#### YOUR TASK:
Quote the passage below about divorce court procedures word for word, starting at "In my case, the" and ending at "without notice, 24/7.".

#### SELECTED PASSAGE:
....
In my case, the court appointed mediator, a former Family Court District Judge, told me that If I did not follow the court's procedures then they could determine the kids would be better off with my X. Some of the procedures in the divorce decree included: parents sitting together at all the kid's sporting

events, a list of chores for the kids posted in both homes, weekly meetings of the parents, weekly communication between the parents either by phone or e-mail, notification to the other parent if the minor is going more than 60 miles away from home, etc. The court social worker also has the right to inspect the living conditions of the home(s), without notice, 24/7.

 

I have some issues with this. I did not know that getting by getting a divorce invalidated my civil rigths. Especially the right to raise a healthy family without being under the microscope of a government agency. This is in a no-fault divorce (without alleged wrong doing) that I, and many others like me, did not pursue and had no decision in it. I would feel violated to be put through such scrutiny. It is almost being guilty of something and then going to have to prove myself innocent. I taken the responsibility to see my children become compassionate adults as my paramount pursuit. To have the court question that because I have been involved in a divorce procedure is a violation of my legal and ethical rights.
....
#### EXTRACTED DATA:

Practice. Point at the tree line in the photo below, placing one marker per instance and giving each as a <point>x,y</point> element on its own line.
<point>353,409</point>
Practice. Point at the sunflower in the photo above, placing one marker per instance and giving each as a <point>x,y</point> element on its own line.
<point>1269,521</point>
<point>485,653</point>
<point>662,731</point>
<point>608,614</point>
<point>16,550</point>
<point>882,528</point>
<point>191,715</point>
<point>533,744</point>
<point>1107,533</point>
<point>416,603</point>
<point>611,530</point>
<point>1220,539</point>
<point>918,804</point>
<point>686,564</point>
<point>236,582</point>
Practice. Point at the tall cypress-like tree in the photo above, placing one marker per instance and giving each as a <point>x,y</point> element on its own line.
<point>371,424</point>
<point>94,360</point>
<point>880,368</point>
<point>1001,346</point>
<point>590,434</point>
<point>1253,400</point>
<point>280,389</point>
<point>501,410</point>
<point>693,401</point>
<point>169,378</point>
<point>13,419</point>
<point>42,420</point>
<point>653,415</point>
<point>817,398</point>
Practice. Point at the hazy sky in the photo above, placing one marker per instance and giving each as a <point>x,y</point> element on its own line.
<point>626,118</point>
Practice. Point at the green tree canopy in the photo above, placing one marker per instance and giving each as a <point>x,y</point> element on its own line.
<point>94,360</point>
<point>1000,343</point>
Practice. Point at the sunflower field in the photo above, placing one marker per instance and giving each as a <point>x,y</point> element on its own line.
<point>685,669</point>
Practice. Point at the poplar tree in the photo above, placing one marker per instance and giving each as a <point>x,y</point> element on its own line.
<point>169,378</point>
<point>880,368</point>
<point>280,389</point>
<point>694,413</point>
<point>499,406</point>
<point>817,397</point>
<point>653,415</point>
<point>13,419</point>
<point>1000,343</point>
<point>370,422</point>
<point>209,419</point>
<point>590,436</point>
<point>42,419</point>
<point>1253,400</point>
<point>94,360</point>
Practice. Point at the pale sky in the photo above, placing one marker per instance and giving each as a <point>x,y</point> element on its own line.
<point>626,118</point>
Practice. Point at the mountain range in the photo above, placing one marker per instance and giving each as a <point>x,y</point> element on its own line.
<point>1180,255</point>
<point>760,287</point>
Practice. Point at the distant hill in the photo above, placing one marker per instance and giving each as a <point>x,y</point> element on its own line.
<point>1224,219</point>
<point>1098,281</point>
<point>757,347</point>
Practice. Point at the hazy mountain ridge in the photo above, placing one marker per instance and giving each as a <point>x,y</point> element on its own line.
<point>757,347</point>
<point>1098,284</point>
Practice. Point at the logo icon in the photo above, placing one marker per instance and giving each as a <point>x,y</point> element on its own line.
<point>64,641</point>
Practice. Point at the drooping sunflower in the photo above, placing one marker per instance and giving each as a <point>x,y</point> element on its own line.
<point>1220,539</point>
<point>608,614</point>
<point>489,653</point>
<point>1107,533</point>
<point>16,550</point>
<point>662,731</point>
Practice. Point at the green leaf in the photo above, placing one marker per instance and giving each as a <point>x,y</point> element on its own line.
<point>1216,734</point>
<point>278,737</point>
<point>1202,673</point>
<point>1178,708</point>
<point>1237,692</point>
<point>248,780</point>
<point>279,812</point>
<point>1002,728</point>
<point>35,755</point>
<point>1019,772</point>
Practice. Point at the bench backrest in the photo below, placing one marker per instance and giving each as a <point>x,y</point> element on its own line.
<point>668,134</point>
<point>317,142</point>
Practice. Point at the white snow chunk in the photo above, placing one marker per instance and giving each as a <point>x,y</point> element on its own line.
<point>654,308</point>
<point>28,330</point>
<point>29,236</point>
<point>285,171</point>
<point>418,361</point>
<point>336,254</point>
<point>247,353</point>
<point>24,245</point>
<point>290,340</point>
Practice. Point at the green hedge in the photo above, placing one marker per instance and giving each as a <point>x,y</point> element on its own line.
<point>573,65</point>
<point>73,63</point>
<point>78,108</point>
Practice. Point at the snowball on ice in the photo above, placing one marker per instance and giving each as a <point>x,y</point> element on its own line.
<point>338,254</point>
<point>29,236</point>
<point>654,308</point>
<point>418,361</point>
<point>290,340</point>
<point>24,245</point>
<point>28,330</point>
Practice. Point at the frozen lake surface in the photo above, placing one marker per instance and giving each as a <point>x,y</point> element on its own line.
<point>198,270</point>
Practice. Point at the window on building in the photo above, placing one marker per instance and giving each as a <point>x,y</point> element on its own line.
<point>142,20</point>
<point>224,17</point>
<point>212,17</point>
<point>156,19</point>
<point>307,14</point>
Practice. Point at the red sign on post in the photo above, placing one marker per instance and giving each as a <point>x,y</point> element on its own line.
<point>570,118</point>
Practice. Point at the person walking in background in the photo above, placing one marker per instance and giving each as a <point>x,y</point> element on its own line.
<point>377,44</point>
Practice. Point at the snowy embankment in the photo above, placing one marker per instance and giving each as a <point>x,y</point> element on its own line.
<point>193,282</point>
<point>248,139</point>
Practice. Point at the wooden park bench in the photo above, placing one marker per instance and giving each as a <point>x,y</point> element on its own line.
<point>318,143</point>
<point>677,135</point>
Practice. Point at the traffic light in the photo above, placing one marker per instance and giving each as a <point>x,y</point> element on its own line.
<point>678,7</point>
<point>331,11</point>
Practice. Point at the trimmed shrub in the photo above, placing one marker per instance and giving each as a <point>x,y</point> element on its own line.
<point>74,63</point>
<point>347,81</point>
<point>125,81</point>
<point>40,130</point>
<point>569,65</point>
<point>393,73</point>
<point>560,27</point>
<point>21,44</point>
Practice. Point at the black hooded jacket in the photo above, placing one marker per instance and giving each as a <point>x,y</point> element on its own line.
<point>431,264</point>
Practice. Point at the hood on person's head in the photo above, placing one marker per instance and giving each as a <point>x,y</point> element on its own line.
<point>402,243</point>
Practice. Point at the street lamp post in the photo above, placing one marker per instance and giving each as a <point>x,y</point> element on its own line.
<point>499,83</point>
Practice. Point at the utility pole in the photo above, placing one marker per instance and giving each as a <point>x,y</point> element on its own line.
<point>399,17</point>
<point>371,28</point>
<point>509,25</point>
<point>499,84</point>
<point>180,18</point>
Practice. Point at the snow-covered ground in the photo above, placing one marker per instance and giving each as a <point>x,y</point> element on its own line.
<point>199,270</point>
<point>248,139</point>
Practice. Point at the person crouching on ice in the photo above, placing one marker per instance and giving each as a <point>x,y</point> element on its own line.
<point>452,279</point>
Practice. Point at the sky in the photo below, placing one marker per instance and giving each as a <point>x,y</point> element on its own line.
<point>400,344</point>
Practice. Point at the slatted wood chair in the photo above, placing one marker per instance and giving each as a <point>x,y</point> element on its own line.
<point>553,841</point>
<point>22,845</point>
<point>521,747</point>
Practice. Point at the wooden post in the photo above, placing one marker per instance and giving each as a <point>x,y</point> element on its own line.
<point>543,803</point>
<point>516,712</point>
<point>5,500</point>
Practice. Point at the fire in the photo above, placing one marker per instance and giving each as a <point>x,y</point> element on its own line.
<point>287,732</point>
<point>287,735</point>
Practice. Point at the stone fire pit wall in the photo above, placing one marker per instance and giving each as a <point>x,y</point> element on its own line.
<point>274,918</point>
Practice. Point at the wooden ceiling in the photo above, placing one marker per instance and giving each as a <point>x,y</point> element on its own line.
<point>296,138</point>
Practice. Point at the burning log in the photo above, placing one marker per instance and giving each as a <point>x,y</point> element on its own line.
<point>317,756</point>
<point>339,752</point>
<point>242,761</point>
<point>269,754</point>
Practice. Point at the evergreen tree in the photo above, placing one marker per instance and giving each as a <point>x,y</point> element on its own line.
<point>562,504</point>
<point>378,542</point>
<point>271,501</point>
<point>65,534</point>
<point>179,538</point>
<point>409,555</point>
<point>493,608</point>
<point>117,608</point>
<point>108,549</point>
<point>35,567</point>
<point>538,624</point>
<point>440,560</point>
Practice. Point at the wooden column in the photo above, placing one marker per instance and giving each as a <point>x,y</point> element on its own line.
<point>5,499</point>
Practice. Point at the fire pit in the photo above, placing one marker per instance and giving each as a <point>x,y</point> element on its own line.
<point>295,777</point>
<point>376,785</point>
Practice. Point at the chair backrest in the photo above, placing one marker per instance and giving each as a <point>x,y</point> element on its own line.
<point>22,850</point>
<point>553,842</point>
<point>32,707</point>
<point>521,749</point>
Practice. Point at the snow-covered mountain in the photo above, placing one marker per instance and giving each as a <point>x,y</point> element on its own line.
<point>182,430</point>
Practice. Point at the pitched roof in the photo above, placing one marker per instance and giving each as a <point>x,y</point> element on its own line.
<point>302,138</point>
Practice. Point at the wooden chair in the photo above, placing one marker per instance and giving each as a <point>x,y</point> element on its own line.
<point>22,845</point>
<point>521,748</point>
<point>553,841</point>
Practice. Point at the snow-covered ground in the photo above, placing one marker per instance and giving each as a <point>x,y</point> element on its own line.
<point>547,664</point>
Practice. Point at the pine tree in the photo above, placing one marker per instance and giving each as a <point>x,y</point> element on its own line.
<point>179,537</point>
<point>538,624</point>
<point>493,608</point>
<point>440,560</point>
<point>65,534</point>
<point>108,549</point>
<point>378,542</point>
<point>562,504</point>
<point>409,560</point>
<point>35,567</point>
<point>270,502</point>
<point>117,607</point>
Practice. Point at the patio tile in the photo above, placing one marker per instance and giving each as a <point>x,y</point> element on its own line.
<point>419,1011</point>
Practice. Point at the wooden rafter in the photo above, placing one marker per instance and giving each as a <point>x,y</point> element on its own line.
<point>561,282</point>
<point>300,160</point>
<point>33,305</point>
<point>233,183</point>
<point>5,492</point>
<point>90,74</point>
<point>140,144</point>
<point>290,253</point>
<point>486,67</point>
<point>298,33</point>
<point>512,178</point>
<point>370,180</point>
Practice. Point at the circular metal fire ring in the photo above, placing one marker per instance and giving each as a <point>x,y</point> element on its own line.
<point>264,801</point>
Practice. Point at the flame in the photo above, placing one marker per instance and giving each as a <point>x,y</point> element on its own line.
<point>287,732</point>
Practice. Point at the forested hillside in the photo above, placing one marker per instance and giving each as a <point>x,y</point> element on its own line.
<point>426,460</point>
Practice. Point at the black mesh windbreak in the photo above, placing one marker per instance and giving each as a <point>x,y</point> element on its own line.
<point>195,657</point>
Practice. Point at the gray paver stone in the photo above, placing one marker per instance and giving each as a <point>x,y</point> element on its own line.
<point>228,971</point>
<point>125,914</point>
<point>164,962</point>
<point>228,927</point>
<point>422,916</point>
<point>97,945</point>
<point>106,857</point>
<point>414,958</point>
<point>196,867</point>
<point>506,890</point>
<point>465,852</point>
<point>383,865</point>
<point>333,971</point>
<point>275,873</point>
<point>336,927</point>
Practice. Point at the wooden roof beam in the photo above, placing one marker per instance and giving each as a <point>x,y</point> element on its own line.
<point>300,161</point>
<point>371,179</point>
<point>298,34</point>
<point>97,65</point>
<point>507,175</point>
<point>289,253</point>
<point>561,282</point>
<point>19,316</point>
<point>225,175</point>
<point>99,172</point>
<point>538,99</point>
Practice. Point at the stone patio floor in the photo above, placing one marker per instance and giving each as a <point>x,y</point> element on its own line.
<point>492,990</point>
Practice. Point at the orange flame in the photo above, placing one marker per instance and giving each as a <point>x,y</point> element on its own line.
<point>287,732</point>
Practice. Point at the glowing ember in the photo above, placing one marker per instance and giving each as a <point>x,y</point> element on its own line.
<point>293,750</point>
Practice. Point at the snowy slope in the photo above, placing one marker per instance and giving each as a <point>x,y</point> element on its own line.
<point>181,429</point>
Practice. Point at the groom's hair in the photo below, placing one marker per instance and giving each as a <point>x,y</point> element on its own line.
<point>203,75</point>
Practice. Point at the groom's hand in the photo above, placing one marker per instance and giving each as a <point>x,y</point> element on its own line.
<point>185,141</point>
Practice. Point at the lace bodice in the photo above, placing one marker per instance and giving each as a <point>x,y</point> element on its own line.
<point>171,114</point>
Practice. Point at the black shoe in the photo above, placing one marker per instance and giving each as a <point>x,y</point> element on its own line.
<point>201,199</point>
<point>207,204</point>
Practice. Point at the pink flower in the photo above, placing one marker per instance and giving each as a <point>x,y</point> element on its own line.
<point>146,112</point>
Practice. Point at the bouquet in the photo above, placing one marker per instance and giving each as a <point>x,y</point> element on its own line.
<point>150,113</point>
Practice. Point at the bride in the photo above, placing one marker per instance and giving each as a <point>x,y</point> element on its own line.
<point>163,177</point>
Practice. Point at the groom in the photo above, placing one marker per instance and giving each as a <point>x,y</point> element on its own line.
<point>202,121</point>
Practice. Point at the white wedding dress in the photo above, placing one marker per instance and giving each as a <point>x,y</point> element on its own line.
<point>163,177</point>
....
#### OUTPUT:
In my case, the court appointed mediator, a former Family Court District Judge, told me that If I did not follow the court's procedures then they could determine the kids would be better off with my X. Some of the procedures in the divorce decree included: parents sitting together at all the kid's sporting

events, a list of chores for the kids posted in both homes, weekly meetings of the parents, weekly communication between the parents either by phone or e-mail, notification to the other parent if the minor is going more than 60 miles away from home, etc. The court social worker also has the right to inspect the living conditions of the home(s), without notice, 24/7.